* [YOUR TASK]: Set down word for word the part of the passage on machine learning in drug discovery that begins at "The MELLODDY project" and stops after "for further investigation.".

* [DOCUMENT SEGMENT]:

Machine learning promises to make drug discovery faster, better and cheaper, but it requires access to vast datasets of molecules and their properties. While every pharma company can apply machine learning algorithms to their own data, the true power of this technology comes from combining the datasets of several companies to fuel the algorithms. However, these are the exact data upon which pharma’s future profits depend, and are therefore ultra-confidential. How can they be pooled to speed up drug discovery?
The MELLODDY project is working on a way to make the most of the combined power of these highly valuable datasets without sharing them, exposing them, or even moving them from where they’re housed.
Drug discovery basics
Figuring out which chemicals could be turned into medicines is no easy task. It requires trawling vast libraries of chemical compounds to spot those that look like they might have a beneficial effect on a target in the human body. If a biological target, like a protein or an enzyme, behaves in a certain way when interacting with a particular compound (in a way that would relieve a symptom in its human owner, say), then that compound would be flagged as a good lead for further investigation.

* [DATA TO EXAMINE]:
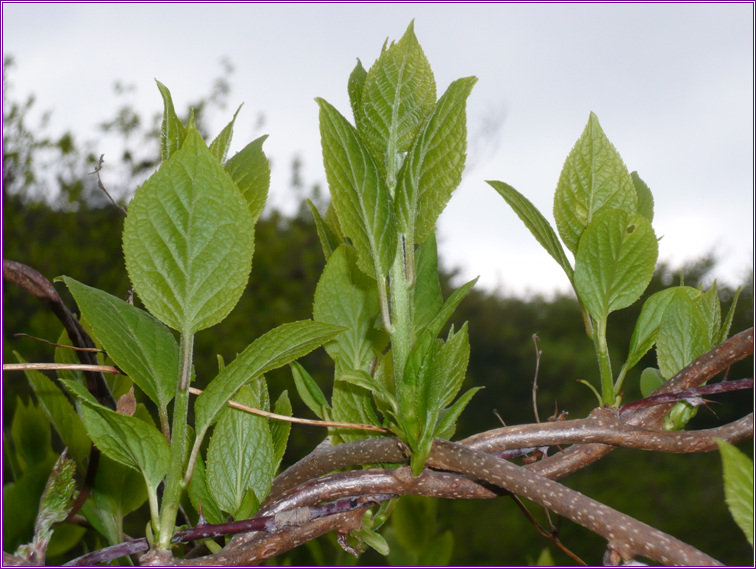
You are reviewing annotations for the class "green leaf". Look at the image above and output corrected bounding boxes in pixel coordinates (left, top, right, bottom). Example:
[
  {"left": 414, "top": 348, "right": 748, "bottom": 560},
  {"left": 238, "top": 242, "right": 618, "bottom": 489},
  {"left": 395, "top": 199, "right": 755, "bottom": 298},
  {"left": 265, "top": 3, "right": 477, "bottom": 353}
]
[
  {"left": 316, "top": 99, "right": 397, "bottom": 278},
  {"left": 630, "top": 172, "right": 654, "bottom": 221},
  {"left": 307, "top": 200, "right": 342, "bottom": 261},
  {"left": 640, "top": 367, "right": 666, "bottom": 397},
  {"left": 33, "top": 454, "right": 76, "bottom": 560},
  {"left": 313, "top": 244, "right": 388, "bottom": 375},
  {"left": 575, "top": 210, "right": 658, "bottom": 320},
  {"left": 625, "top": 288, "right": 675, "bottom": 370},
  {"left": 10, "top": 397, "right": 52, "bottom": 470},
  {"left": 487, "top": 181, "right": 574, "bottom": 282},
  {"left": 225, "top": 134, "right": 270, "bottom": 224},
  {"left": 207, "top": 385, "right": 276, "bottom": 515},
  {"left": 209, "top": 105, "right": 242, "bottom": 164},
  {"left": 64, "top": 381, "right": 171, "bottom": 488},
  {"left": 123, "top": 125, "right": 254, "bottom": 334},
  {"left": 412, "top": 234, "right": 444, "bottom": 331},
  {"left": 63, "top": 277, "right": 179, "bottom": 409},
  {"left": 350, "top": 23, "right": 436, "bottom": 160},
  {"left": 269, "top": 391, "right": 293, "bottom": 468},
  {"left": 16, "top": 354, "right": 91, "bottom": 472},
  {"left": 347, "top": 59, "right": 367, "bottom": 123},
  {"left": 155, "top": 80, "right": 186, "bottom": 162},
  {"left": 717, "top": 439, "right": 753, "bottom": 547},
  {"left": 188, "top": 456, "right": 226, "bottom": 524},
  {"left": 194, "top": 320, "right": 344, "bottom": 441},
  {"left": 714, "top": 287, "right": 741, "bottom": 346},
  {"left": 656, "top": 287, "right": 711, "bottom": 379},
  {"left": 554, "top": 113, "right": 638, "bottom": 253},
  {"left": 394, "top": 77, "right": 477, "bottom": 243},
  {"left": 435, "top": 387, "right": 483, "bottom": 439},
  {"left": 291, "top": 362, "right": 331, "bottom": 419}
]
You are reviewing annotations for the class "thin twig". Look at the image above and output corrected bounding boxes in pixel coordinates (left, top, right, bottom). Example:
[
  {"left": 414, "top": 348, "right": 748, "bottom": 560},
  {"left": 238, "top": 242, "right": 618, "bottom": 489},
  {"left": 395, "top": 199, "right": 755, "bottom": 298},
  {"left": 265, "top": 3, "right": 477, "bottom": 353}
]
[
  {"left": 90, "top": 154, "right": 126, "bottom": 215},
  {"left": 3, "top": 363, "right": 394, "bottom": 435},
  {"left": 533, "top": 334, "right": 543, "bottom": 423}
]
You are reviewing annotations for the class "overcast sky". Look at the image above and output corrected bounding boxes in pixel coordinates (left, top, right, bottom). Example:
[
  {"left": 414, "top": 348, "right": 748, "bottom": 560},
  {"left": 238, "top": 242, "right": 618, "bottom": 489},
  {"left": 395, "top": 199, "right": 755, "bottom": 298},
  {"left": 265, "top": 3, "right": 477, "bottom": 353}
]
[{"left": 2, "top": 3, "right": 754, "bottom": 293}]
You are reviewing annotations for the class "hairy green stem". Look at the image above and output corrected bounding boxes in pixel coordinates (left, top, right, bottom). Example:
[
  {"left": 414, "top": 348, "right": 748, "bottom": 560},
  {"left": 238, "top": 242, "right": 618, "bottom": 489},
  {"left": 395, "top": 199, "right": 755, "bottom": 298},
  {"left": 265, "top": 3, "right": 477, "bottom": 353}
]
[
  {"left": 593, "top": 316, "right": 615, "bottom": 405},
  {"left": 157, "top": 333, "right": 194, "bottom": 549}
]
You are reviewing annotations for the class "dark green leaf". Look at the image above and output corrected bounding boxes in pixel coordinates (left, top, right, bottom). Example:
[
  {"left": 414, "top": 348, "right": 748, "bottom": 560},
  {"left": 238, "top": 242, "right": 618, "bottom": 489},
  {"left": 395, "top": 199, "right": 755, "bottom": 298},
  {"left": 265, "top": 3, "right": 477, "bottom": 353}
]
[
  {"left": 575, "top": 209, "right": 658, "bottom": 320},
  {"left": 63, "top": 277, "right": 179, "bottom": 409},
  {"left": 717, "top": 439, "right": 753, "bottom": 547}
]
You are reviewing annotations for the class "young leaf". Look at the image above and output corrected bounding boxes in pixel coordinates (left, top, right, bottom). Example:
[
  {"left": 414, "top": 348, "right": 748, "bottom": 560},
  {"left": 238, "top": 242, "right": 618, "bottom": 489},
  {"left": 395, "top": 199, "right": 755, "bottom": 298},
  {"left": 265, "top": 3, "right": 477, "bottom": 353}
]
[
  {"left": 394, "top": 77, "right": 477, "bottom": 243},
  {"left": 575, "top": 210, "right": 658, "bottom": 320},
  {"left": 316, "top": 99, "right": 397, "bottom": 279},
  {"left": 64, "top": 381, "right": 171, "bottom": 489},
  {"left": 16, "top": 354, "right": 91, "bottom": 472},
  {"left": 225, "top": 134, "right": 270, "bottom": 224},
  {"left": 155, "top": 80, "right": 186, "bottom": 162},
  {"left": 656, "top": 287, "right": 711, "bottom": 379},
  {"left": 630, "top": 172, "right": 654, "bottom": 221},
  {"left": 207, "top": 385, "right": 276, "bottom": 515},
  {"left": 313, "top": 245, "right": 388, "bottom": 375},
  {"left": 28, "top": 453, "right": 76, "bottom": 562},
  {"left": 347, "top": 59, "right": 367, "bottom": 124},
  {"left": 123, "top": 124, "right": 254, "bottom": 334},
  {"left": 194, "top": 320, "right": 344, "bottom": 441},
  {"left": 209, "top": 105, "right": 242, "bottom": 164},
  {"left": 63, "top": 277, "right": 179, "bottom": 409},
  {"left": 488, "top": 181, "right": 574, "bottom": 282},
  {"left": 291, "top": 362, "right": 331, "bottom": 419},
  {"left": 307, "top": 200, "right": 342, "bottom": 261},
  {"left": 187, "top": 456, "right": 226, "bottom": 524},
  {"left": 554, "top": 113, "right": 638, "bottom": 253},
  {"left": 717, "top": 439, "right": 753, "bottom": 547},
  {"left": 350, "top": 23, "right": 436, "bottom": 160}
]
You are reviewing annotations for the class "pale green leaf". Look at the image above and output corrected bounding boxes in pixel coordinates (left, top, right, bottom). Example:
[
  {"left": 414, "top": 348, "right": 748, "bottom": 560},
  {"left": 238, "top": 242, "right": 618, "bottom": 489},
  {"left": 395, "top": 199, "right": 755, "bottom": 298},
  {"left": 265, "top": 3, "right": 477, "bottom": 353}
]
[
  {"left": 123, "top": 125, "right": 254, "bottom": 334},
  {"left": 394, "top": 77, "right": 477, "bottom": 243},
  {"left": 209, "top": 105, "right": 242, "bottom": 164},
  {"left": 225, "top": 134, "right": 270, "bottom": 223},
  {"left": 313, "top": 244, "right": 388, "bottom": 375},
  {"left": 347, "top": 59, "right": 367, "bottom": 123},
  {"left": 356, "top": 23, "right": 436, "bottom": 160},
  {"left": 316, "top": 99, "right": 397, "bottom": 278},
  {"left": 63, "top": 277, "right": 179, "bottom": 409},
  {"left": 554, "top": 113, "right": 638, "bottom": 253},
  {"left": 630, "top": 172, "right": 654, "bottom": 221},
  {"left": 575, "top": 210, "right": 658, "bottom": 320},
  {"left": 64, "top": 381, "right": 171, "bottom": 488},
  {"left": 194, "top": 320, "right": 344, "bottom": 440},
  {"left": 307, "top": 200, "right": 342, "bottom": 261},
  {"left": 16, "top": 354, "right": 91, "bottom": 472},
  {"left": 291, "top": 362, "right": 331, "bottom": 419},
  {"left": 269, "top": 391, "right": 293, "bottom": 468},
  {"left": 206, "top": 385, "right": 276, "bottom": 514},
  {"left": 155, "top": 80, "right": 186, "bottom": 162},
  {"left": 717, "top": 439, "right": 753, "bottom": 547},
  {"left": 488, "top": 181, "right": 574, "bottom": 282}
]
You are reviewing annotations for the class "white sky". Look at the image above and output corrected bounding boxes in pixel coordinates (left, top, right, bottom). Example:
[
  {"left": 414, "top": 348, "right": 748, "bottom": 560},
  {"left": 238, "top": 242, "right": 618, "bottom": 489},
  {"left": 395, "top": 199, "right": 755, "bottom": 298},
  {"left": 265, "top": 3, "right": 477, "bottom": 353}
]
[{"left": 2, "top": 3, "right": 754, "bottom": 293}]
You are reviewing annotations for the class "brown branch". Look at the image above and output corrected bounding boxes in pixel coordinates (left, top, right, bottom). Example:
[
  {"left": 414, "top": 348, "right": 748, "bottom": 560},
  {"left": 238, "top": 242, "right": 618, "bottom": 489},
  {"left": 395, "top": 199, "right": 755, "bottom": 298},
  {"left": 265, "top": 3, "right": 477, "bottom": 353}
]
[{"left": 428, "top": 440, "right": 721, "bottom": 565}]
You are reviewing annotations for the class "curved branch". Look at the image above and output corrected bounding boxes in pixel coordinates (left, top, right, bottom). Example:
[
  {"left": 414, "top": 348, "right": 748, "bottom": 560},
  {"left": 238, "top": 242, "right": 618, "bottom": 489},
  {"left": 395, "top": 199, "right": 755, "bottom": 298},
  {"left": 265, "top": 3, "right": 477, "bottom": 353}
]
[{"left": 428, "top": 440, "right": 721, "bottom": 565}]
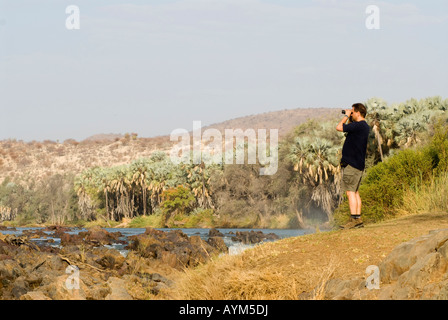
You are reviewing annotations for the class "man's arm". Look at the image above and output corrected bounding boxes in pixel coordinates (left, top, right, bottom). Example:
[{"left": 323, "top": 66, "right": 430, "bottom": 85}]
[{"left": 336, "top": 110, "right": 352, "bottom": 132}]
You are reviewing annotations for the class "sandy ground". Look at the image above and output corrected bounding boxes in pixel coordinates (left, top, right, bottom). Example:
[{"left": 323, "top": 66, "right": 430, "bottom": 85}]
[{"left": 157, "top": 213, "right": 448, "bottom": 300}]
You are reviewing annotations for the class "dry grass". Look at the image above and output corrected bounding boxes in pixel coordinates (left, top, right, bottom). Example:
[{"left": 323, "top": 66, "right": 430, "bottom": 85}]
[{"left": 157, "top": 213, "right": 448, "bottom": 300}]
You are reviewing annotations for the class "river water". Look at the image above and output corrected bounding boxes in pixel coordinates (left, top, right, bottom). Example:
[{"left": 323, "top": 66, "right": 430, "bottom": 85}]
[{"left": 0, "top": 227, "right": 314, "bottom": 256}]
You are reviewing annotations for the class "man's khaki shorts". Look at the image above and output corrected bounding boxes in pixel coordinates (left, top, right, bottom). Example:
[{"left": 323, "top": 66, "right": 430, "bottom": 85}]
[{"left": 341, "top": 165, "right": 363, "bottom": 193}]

* [OUTPUT OF THE EXERCISE]:
The MELLODDY project is working on a way to make the most of the combined power of these highly valuable datasets without sharing them, exposing them, or even moving them from where they’re housed.
Drug discovery basics
Figuring out which chemicals could be turned into medicines is no easy task. It requires trawling vast libraries of chemical compounds to spot those that look like they might have a beneficial effect on a target in the human body. If a biological target, like a protein or an enzyme, behaves in a certain way when interacting with a particular compound (in a way that would relieve a symptom in its human owner, say), then that compound would be flagged as a good lead for further investigation.